• What this task involves: Every line of the entries below from the one containing "Target: roof finial" to the one containing "pixel 186 54", both ends included, must be written out exactly. No other line belongs in the answer.

• Exercise data:
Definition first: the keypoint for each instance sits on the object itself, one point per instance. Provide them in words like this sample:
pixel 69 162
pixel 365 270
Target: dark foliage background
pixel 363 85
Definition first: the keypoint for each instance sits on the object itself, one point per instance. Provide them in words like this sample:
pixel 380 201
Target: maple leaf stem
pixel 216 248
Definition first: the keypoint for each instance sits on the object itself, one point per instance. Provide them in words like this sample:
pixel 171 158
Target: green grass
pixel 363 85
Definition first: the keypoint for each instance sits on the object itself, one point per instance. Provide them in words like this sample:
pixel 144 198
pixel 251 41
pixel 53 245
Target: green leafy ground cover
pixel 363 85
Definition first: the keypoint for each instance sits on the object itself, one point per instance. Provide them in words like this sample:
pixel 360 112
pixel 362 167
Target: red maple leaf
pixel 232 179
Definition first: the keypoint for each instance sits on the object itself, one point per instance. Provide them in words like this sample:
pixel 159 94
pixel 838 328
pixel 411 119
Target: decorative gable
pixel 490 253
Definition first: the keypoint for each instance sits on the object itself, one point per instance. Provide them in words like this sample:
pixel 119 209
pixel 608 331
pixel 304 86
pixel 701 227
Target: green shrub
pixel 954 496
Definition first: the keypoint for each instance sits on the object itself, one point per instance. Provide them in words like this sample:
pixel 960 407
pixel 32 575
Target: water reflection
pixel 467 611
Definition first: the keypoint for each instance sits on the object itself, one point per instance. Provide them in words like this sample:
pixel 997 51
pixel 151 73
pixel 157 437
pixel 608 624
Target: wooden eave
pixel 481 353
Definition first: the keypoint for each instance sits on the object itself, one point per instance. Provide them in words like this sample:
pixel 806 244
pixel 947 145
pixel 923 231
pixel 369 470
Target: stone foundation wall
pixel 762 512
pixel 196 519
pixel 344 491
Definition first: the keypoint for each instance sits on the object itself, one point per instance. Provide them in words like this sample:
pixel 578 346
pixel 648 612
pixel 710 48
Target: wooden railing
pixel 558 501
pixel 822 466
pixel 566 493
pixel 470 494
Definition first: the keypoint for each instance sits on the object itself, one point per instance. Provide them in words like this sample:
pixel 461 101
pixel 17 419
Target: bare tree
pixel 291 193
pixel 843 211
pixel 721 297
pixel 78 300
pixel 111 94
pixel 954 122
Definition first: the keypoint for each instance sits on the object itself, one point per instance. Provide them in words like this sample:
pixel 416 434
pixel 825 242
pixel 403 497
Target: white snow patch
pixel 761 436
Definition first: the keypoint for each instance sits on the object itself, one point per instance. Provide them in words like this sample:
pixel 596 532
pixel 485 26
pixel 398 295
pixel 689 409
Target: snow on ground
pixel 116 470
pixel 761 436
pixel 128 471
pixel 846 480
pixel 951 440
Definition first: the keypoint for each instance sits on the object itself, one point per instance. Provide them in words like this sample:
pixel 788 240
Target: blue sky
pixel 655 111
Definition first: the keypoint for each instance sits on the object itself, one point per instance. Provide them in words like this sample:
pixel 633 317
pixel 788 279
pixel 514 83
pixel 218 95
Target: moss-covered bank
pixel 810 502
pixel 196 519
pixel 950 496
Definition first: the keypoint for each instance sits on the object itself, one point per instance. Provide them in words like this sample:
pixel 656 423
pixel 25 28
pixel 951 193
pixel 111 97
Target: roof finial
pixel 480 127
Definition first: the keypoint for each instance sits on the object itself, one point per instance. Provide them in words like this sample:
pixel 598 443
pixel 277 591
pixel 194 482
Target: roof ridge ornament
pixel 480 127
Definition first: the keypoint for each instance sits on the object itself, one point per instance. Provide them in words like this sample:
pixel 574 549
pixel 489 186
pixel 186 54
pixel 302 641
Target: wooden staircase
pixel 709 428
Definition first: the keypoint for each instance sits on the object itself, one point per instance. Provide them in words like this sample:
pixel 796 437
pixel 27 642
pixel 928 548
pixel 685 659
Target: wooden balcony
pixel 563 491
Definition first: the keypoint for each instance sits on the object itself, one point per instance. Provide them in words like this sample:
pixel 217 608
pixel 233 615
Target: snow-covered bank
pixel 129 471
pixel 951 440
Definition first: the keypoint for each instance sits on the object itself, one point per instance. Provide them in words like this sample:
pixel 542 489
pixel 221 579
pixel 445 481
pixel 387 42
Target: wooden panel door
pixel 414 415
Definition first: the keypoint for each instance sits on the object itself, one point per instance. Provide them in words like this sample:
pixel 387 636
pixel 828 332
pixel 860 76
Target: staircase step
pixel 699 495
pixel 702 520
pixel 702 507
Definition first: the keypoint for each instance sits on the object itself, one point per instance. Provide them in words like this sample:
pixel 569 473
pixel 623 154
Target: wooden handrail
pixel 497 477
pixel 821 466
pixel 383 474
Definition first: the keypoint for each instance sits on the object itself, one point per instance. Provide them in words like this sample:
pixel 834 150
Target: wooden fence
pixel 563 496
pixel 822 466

• Task solution:
Target: roof finial
pixel 480 127
Definition first: the keypoint for each instance sits on the object itself, one point per instance. Provide them in words like this sample:
pixel 598 443
pixel 277 591
pixel 194 482
Target: roof ridge ornament
pixel 480 127
Definition first: the keypoint for each instance sits on the object itself, one point per instance. Provide them in words like this sample:
pixel 574 549
pixel 489 186
pixel 186 54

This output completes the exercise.